(Exercise prompt) Only an exact repetition of the entries counts as an answer.

─── Record excerpts

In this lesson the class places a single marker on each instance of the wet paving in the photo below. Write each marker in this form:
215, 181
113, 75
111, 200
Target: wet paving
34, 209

──────

(Solved exercise)
In this lesson the class places a single marker on each instance of the wet paving in the photo below. Write each marker in this form:
215, 181
113, 75
111, 200
Target: wet paving
34, 209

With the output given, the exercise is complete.